> _Task objective_: Please return each line of the records below that contains the word "draw".

[START OF Provided records]

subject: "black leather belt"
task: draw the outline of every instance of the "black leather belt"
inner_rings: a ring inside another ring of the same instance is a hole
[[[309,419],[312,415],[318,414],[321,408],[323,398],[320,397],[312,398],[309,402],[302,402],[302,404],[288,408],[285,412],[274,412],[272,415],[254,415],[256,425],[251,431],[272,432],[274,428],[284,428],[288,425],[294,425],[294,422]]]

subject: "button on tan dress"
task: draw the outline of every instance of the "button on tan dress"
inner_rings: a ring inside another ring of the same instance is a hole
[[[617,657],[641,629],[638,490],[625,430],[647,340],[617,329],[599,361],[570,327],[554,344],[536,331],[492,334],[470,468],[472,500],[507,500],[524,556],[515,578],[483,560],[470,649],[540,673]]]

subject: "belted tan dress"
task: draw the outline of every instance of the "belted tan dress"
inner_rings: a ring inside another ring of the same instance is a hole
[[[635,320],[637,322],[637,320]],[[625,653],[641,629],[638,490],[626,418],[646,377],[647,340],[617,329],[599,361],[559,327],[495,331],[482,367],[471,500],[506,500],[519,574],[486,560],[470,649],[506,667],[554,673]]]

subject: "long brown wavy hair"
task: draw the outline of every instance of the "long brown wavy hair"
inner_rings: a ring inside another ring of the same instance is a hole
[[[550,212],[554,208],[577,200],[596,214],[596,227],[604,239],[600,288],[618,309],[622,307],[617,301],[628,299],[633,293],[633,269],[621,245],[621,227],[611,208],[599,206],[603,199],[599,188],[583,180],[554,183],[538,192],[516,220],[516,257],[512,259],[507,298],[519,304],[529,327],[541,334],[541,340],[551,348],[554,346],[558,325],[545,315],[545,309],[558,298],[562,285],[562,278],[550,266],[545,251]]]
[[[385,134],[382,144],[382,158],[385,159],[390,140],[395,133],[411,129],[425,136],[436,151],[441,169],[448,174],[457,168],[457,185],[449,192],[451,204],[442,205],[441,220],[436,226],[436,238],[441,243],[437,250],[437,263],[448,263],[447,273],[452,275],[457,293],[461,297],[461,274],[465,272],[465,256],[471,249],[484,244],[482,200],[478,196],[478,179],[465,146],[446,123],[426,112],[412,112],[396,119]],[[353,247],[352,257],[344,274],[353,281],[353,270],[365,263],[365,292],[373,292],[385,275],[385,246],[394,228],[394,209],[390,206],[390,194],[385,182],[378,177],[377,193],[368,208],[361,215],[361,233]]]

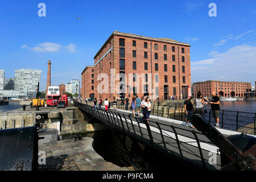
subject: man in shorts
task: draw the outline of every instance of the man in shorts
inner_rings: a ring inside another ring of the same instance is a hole
[[[135,107],[135,112],[137,111],[138,116],[139,116],[139,107],[141,107],[141,100],[138,97],[138,96],[136,96],[136,107]]]
[[[214,118],[216,124],[214,125],[214,127],[219,128],[218,125],[218,113],[220,112],[220,98],[216,96],[214,92],[212,92],[212,100],[210,102],[210,107],[212,110],[212,117]]]
[[[188,126],[188,122],[190,122],[191,117],[193,115],[193,104],[191,101],[191,96],[187,96],[187,100],[184,102],[184,108],[186,113],[186,126]],[[191,125],[191,128],[195,129],[195,126]]]

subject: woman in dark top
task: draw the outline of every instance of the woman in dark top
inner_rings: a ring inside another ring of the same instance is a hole
[[[191,101],[191,97],[187,96],[187,100],[184,102],[184,107],[185,109],[185,112],[186,113],[186,126],[188,126],[188,122],[190,122],[191,117],[193,115],[193,104]],[[195,129],[195,126],[192,125],[191,126],[191,128]]]
[[[113,100],[112,101],[113,104],[113,109],[117,110],[117,100],[115,99],[115,97],[114,97]]]
[[[93,106],[95,108],[97,108],[97,99],[96,98],[93,100]]]

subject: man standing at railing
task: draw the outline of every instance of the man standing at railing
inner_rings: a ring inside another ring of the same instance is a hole
[[[191,117],[193,115],[193,104],[191,101],[191,96],[187,96],[187,100],[184,102],[184,107],[185,109],[185,112],[186,113],[186,126],[188,126],[188,122],[190,122]],[[182,113],[181,113],[182,114]],[[191,125],[191,128],[195,129],[195,126]]]
[[[128,106],[129,105],[129,96],[125,98],[125,110],[128,110]]]
[[[212,117],[214,118],[215,124],[214,127],[216,128],[220,127],[218,125],[218,113],[220,112],[220,98],[216,96],[214,92],[212,92],[212,100],[210,102],[210,107],[212,110]]]
[[[102,100],[101,97],[100,97],[100,100],[98,101],[98,107],[101,109],[101,106],[102,105]]]

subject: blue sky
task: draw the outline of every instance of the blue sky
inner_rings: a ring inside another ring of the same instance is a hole
[[[245,3],[246,2],[246,3]],[[0,68],[43,70],[52,61],[52,84],[81,80],[87,65],[115,30],[190,43],[192,82],[255,81],[256,1],[1,1]],[[38,5],[46,5],[39,17]],[[217,17],[210,17],[210,3]],[[77,20],[79,17],[82,20]]]

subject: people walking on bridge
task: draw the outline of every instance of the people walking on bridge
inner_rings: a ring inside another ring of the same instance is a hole
[[[145,111],[145,99],[146,96],[142,96],[141,97],[141,112],[143,115],[143,118],[146,119],[146,111]]]
[[[203,98],[201,92],[199,91],[197,93],[197,96],[194,100],[195,102],[195,107],[196,108],[195,114],[199,114],[203,117],[204,116],[204,99]]]
[[[131,107],[132,116],[133,117],[135,117],[135,109],[136,107],[136,100],[135,97],[133,97],[131,100]]]
[[[109,101],[108,100],[108,98],[106,97],[104,101],[105,109],[108,111],[108,106],[109,106]]]
[[[210,107],[212,110],[212,117],[214,118],[215,122],[214,127],[216,128],[220,127],[218,125],[218,113],[220,112],[220,97],[216,96],[215,92],[212,92],[212,100],[210,101]]]
[[[93,105],[95,107],[97,108],[97,99],[95,98],[93,102]]]
[[[136,109],[135,111],[137,111],[138,116],[139,116],[139,108],[141,107],[141,100],[138,98],[138,96],[136,96]]]
[[[149,100],[148,97],[146,98],[145,102],[144,104],[145,107],[145,113],[146,113],[146,119],[147,119],[147,123],[148,123],[149,116],[150,115],[150,113],[151,111],[151,103]]]
[[[186,113],[186,126],[189,126],[188,123],[190,122],[190,120],[191,118],[191,117],[193,115],[193,104],[192,104],[191,101],[191,96],[187,96],[187,100],[184,102],[184,107],[185,109],[185,112]],[[191,124],[191,128],[195,129],[195,126],[192,125]]]
[[[125,98],[125,110],[128,110],[128,106],[129,105],[129,96]]]
[[[108,101],[109,101],[109,105],[108,105],[108,109],[110,109],[110,106],[111,106],[111,98],[110,98],[110,97],[109,97]]]
[[[115,97],[114,97],[112,101],[112,105],[113,105],[113,109],[117,110],[117,99],[115,98]]]
[[[102,105],[102,100],[101,99],[101,97],[100,97],[100,100],[98,101],[98,107],[100,109],[101,109],[101,106]]]

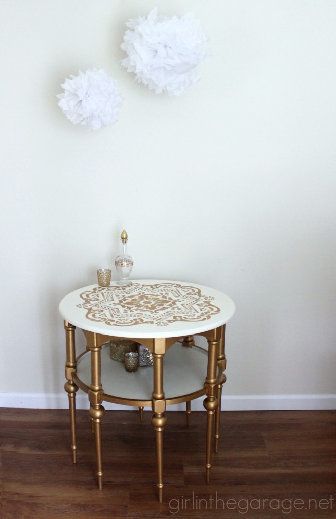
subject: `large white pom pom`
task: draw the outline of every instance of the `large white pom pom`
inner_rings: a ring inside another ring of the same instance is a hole
[[[155,8],[126,25],[121,47],[128,57],[122,64],[139,83],[156,93],[180,95],[199,79],[194,69],[209,52],[208,38],[192,15],[158,16]]]
[[[99,130],[116,121],[116,115],[123,104],[114,80],[103,70],[87,70],[85,74],[71,75],[61,86],[64,93],[59,94],[58,105],[74,125],[86,125]]]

[END OF Provided records]

> _Correct response_:
task: draw the outline of every instance of the "black leather belt"
task: draw the outline of every instance of the "button on tan dress"
task: draw the outline of every instance of the "belted tan dress"
task: draw the outline of every instance of the "long brown wavy hair"
task: draw the outline of every instance of the man in shorts
task: draw the outline of every instance of the woman in dark top
task: draw the outline of every instance of the man standing at railing
task: draw the outline of every instance of the blue sky
task: draw the outline of every instance of the people walking on bridge
task: draw the outline of every instance of the `large white pom pom`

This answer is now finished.